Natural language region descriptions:
--------------------------------------------------

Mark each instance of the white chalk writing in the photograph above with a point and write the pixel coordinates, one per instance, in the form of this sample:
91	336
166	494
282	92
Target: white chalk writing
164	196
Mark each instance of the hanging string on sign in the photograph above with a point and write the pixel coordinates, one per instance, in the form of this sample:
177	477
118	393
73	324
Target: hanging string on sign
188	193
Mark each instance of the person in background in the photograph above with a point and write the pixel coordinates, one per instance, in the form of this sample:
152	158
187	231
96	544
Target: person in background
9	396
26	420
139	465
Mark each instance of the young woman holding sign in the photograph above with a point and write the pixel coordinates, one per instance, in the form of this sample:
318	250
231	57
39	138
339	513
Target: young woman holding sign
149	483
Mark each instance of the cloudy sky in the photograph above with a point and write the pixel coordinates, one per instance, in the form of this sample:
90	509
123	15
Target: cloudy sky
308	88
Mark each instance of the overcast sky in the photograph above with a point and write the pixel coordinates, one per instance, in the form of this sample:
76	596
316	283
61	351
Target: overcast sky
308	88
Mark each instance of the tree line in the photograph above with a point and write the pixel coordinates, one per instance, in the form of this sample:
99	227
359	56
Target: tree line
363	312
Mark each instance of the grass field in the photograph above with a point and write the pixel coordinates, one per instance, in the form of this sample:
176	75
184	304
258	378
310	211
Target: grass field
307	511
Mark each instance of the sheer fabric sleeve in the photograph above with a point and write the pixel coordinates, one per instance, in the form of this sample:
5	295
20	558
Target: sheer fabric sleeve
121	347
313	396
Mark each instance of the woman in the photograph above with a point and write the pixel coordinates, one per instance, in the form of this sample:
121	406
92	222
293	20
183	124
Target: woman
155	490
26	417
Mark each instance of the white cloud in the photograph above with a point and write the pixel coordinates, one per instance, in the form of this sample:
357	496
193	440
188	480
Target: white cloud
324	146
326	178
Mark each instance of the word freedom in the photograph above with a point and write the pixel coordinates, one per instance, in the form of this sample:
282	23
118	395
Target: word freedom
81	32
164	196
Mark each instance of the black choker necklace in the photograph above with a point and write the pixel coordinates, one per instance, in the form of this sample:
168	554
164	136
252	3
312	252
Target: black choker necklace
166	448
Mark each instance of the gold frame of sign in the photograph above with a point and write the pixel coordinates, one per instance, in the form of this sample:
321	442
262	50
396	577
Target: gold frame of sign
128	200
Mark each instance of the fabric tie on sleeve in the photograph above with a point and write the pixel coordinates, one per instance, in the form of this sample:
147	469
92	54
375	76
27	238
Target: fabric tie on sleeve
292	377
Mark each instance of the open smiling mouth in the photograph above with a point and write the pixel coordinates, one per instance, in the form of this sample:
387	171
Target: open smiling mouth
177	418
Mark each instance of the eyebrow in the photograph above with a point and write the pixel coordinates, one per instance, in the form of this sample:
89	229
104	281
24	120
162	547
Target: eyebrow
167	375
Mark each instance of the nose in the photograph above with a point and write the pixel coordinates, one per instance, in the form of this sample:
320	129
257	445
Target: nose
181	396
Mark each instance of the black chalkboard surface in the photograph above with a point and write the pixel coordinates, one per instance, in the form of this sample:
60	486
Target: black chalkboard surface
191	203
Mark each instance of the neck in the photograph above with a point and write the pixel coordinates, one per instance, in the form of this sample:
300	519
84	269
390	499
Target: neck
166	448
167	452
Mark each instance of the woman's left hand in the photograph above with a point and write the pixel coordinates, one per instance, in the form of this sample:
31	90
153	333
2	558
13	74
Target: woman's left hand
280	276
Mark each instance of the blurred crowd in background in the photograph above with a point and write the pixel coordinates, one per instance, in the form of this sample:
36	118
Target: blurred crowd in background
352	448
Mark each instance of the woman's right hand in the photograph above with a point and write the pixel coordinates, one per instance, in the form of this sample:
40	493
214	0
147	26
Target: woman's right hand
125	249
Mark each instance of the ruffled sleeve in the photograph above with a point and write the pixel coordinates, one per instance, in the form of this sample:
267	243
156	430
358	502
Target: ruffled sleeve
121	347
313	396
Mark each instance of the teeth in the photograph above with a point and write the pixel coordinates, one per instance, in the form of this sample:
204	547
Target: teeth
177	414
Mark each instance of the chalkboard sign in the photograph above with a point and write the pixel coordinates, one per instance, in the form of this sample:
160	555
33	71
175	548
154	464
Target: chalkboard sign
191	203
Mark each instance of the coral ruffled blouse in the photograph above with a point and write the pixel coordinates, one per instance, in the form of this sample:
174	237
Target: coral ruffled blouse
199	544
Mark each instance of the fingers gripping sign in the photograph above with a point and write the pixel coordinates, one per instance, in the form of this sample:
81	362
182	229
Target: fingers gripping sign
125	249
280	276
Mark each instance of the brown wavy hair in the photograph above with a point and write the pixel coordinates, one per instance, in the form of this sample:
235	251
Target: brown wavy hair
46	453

--------------------------------------------------

▶ ABOUT THIS TASK
All entries are to be printed once more, exactly as given.

▶ REPLY TO THE EXERCISE
Mark each instance of the white chalk writing in the photograph above with a point and write the pixel coordinates, one per instance, in the form of this sample:
91	336
166	494
282	92
Target: white chalk writing
164	196
Mark each instance of the hanging string on sign in the photograph above with a point and write the pixel coordinates, one per instance, in the form of this sample:
177	477
118	393
73	324
Target: hanging string on sign
188	193
Mark each instance of the person in background in the photograph above with a point and write the pixel coordinates, one per instance, in the form of this sample:
152	158
187	231
96	544
Target: person in background
9	396
26	420
139	465
Mark each instance of the young woman holding sign in the photograph above with a point and write the pixel coordinates, one per instance, in the form of this sample:
318	250
231	57
39	138
339	513
Target: young woman holding sign
149	483
Mark each instance of the cloudy sky in the photograph above with a point and write the pixel coordinates, one per instance, in the form of this sample:
90	509
123	15
Target: cloudy sky
308	88
Mark each instance of the overcast sky in the photograph above with a point and write the pixel coordinates, one per instance, in the form of this sample:
76	596
316	283
61	351
Target: overcast sky
308	88
Mark each instance of the tree line in the photograph above with a point and write the pixel coordinates, one per instance, in the form of this sample:
99	227
359	56
Target: tree line
363	312
Mark each instance of the grass field in the photograph above with a point and write the pixel coordinates, one per instance, in the form of this sample:
176	75
184	304
258	378
310	211
Target: grass field
307	511
Mark each instance of the sheer fabric sleeve in the photograph above with a point and write the pixel coordinates, one per instance, in the form of this sample:
5	295
20	558
Target: sheer fabric sleeve
121	347
313	396
Mark each instance of the woman in the photograph above with a point and write the pixel coordinates, one per instance, in the form of this sample:
121	406
92	222
293	20
183	124
Target: woman
155	490
26	417
Mark each instance of the white cloud in the photograph above with a point and write the pixel coordinates, one per instance, in the form of this sample:
357	496
193	440
188	480
Target: white cloud
324	146
326	178
Mark each instance of the word freedom in the photograph above with a point and write the pixel coordinates, one per instance, in the form of this sample:
282	23
118	395
Target: word freedom
81	32
164	196
Mark each instance of the black choker necklace in the photograph above with a point and write the pixel coordinates, one per instance, in the form of this sample:
168	554
164	136
252	3
312	252
Target: black choker necklace
166	448
Mark each instance of the gold frame of sign in the photograph above with a point and write the pixel coordinates, one per instance, in the form of this sample:
321	442
262	50
396	577
Target: gold frame of sign
128	200
Mark each instance of the fabric tie on sleeve in the photograph above with a point and write the pixel coordinates, one per instance, in the form of this sample:
147	469
92	54
375	76
27	238
Target: fabric tie on sleeve
292	377
Mark each instance of the open smiling mouth in the photograph above with a point and write the pixel coordinates, one per instance, in the form of this sample:
387	171
Target: open smiling mouth
177	418
Mark each instance of the eyebrow in the photograph above with a point and write the pixel coordinates, one per instance, in the form of this sample:
89	229
104	281
24	120
162	547
Target: eyebrow
167	375
Mark each instance of the nose in the photograph above with a point and write the pixel coordinates, one per instance, in the form of this sample:
320	129
257	445
Target: nose
181	396
Mark each instance of the black chalkboard surface in the photograph above with a point and write the pixel coordinates, one per instance, in the form of this sample:
60	486
Target: black chalkboard surface
191	203
Mark each instance of the neck in the photograph above with a point and write the pixel coordinates, one per instance, in the form of this sample:
300	519
84	269
390	499
Target: neck
166	448
167	452
Mark each instance of the woman's left hand in the photograph above with a point and write the pixel coordinates, one per instance, in the form of this sample:
31	90
153	333
2	558
13	74
Target: woman's left hand
280	276
Mark each instance of the blurred crowd in background in the photograph above with a point and write the pixel coordinates, one per instance, in the form of this sample:
36	118
Target: blurred crowd in background
352	448
Mark each instance of the woman's right hand in the photograph above with a point and write the pixel coordinates, one per instance, in the form of this sample:
40	493
214	0
147	26
Target: woman's right hand
125	249
Mark each instance of the ruffled sleeve in the photograph above with a point and write the pixel coordinates, one per instance, in the form of this sample:
267	243
156	430
358	502
Target: ruffled sleeve
121	347
313	396
Mark each instance of the teeth in the photograph above with a point and write the pixel coordinates, one per instance, in the form of this sample:
204	547
Target: teeth
177	414
Mark each instance of the chalkboard sign in the photograph above with a point and write the pixel coordinates, one per instance, in the form of this sample:
160	555
33	71
175	548
154	464
Target: chalkboard sign
191	203
Mark each instance of the coral ruffled blouse in the photograph above with a point and write the pixel coordinates, one per instance, in the form of this sample:
174	237
Target: coral ruffled blouse
199	544
Mark each instance of the fingers gripping sign in the photograph above with a point and write the pixel coordinates, one per instance, in the form of this sample:
81	362
182	229
Target: fingers gripping sign
125	249
280	276
Mark each instance of the brown wavy hair in the photograph above with a point and write the pixel coordinates, one per instance, in the form of this sample:
235	251
Target: brown wavy hair
46	453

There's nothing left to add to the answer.